Things to do –
1. Reproduce the passage on Buenos Aires between "Corrientes crosses 9" and "Lavalle pedestrian malls.", inclusive.
2. List every plaza named in the passage on Buenos Aires.

## start Article

Buenos Aires is vast yet easily accessible by subway or Subte. The portions of most interest to visitors surround the compact central area around the Avenida 9 de Julio, the widest avenue in the world, which runs from Plaza Constitución to Avenida del Libertador and the exclusive northern suburbs. Intersecting the Avenida 9 de Julio, the Avenida de Mayo runs west from the Casa Rosada at Plaza de Mayo to the congressional buildings at Plaza del Congreso. Street names change at Avenida de Mayo. On the northeastern corner the Retiro train station, the bus terminal and a number of airline terminals are conveniently grouped.
Corrientes crosses 9 de Julio at the Obelisk, a central landmark. There is a pedestrian tunnel beneath the street. Shopping is most fashionable on upscale Avenida Santa Fe and the Florida and Lavalle pedestrian malls.
The charm of Buenos Aires for many visitors lies in the neighborhoods known as barrios. There are many tourists never sees unless they go out from the center into the newer suburbs but the most famous ones surround the center of the city and have their roots in the city's history.

## end Article
## start Dataset records

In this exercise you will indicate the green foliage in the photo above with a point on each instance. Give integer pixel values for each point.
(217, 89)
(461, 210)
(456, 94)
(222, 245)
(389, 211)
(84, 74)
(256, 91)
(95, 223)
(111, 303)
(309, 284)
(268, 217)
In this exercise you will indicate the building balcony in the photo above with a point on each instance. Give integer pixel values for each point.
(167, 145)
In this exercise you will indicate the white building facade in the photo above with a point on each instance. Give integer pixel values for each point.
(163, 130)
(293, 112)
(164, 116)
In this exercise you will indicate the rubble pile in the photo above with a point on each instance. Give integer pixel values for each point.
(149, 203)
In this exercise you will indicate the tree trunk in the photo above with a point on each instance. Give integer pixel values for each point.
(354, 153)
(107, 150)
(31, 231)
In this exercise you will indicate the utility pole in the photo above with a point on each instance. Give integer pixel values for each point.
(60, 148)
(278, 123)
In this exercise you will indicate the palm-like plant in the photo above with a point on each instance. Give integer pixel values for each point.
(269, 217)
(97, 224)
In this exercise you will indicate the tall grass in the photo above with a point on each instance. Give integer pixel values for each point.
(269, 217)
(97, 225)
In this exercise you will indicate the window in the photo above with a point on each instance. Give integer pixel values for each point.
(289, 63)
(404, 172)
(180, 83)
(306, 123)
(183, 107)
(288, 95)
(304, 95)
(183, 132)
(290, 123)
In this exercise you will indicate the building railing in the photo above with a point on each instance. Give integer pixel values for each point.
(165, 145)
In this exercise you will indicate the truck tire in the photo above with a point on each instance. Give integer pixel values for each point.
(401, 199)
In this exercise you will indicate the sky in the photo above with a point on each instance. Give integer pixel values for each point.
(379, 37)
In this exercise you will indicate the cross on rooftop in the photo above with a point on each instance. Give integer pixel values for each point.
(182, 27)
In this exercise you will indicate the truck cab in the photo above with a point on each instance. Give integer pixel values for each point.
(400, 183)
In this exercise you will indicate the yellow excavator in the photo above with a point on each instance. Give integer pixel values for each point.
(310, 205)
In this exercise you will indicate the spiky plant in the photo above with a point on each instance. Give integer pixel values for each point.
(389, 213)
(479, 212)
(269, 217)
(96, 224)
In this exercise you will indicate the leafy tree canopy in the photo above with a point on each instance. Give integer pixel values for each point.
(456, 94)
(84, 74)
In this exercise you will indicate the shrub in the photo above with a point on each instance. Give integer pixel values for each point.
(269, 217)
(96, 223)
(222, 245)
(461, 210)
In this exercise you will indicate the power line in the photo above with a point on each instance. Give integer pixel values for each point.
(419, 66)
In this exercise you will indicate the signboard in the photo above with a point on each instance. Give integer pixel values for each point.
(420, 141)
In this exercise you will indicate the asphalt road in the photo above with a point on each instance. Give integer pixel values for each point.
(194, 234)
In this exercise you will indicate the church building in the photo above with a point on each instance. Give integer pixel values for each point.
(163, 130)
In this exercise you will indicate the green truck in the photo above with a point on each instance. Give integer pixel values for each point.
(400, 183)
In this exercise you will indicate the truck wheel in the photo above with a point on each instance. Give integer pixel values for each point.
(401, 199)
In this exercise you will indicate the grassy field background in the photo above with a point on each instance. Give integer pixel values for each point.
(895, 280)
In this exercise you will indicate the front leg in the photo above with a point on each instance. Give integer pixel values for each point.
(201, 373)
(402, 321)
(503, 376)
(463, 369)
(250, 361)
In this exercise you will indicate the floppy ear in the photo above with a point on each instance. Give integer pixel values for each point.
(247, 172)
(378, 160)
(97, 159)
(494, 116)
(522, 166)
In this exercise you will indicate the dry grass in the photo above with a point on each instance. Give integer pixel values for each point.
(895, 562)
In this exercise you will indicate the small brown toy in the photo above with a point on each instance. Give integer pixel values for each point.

## end Dataset records

Solutions in order –
1.
Corrientes crosses 9 de Julio at the Obelisk, a central landmark. There is a pedestrian tunnel beneath the street. Shopping is most fashionable on upscale Avenida Santa Fe and the Florida and Lavalle pedestrian malls.

2. Plaza Constitución, Plaza de Mayo, Plaza del Congreso